EXPLORE THE MATERIAL ▸
1. Return the stretch of the Vittorio Fossombroni biography from "In 1796 he was" through "homage to Napoleon.", word for word.
2. List the professions attributed to Vittorio Fossombroni in the opening sentence of the biography.
3. Continue the Vittorio Fossombroni biography from the point where it stops.

Vittorio Fossombroni (15 September 1754 – 13 April 1844) was an Italian statesman, mathematician, economist and a distinguished drainage engineer.

==Biography==
Fossombroni was born at Arezzo. He was educated at the University of Pisa, where he devoted himself particularly to mathematics and hydraulics. He obtained an official appointment in Tuscany in 1782, and twelve years later was entrusted by the grand duke with the direction of the works for the drainage of the marshy Valdichiana, one of the four valleys around Arezzo, on which subject he had published a treatise in 1789.

In 1796 he was made minister for foreign affairs, but on the French occupation of Tuscany in 1799 he fled to Sicily. On the erection of the grand duchy into the ephemeral Kingdom of Etruria, under the queen-regent Maria Louise, he was, appointed president of the commission of finance. In 1809 he went to Paris as one of the senators for Tuscany to pay homage to Napoleon.

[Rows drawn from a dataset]
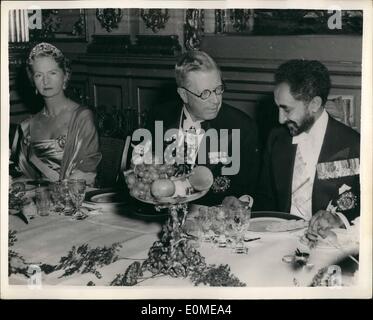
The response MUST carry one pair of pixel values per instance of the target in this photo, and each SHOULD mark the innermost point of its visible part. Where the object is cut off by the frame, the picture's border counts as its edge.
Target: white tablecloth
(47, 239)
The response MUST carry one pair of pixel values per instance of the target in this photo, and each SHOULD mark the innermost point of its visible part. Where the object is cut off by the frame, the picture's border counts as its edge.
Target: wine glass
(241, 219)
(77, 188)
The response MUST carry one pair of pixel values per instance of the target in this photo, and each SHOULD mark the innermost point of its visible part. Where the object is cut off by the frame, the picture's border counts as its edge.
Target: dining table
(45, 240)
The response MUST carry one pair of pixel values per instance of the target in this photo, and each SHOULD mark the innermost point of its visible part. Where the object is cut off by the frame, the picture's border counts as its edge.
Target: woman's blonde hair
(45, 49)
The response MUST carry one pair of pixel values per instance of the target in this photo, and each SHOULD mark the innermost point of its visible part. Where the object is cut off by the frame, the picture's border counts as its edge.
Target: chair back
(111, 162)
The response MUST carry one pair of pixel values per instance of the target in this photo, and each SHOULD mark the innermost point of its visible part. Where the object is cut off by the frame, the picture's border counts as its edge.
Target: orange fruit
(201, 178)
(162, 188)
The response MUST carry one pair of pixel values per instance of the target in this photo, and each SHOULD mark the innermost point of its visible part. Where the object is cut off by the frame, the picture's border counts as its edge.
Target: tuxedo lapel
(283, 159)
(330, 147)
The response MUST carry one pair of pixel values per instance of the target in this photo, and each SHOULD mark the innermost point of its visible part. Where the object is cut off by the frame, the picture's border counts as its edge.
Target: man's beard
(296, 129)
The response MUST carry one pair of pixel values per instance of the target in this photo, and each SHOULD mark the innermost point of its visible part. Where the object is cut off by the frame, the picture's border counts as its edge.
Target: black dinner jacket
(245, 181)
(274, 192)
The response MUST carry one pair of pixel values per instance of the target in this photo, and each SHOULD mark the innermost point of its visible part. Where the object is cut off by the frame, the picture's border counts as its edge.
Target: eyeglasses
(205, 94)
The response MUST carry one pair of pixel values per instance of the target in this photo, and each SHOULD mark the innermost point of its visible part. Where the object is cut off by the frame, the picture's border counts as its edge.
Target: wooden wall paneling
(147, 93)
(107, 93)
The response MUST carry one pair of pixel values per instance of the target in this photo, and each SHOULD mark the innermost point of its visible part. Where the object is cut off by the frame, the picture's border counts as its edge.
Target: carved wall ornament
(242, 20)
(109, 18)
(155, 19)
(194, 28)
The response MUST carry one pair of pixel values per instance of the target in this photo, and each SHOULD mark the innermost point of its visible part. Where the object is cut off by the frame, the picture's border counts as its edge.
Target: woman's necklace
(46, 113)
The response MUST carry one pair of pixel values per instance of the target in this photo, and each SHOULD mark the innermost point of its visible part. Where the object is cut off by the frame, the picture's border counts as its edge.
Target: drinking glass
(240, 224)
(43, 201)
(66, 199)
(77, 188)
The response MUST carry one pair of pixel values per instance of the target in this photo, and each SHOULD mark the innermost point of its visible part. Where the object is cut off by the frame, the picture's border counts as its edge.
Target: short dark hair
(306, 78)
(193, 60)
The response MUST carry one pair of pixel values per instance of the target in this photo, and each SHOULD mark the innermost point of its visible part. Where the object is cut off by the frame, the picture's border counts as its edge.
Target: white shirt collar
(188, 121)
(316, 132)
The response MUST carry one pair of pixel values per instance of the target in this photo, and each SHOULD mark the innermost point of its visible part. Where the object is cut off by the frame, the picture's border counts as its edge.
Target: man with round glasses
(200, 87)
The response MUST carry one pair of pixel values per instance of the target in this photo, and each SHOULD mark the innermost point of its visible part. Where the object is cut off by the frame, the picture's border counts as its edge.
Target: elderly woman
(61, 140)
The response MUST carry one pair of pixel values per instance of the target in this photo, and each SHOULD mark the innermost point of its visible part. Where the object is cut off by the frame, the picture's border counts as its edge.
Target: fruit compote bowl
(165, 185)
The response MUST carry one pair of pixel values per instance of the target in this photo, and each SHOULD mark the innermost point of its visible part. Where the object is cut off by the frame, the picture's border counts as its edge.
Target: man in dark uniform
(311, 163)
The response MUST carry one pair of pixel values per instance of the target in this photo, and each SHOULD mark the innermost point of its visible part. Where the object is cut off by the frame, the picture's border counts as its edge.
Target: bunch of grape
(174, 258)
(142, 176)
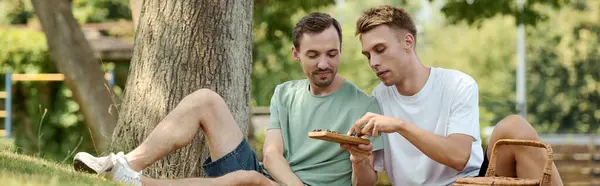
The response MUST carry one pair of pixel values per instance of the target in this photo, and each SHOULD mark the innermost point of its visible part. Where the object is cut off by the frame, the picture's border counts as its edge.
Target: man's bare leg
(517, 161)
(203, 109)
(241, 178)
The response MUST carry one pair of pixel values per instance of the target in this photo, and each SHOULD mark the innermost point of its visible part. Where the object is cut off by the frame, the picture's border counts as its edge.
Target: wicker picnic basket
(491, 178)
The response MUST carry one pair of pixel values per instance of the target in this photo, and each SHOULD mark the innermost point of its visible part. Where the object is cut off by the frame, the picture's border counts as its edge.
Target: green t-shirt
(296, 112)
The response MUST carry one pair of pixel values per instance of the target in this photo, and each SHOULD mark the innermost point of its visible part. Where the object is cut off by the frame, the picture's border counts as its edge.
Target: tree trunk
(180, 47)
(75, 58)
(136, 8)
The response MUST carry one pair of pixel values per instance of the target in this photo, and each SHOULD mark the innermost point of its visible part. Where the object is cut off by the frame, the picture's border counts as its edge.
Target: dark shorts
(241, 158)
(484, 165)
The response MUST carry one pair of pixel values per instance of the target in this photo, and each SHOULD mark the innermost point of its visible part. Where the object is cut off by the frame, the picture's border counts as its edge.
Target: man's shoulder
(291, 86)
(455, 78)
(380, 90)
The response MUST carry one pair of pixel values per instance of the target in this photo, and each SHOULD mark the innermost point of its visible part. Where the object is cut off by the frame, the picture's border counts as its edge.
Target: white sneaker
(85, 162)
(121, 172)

RESULTS FOR EACH TASK ▸
1.
In 1796 he was made minister for foreign affairs, but on the French occupation of Tuscany in 1799 he fled to Sicily. On the erection of the grand duchy into the ephemeral Kingdom of Etruria, under the queen-regent Maria Louise, he was, appointed president of the commission of finance. In 1809 he went to Paris as one of the senators for Tuscany to pay homage to Napoleon.

2.
statesman
mathematician
economist
drainage engineer

3.
On the restoration of the Grand Duke Ferdinand III in 1814, he was made president of the legislative commission and was appointed prime minister, a position he retained under the Grand Duke Leopold II. He was an important representative of the Italian School of virtual work laws. When he was prime minister, he pursued a policy of laissez-faire and international free trade.

According to Luigi Villaris, writing in the Encyclopædia Britannica Eleventh Edition: "His administration, which was only terminated by his death, greatly contributed to promote the well-being of the country. He was the real master of Tuscany, and the bases of his rule were equality of all subjects before the law, honesty in the administration of justice and toleration of opinion, but he totally neglected the moral improvement of the people."

Fossombroni married at the age of seventy-eight. His son Enrico Vittorio Fossombroni was a Senator in the Kingdom of Italy.

Vittorio Fossombroni died at Florence in 1844.

==Works==

- "Saggio di un dilettante di matematica sulle equazioni di condizione e sopra l'invenzione della brachistocrona" (1791)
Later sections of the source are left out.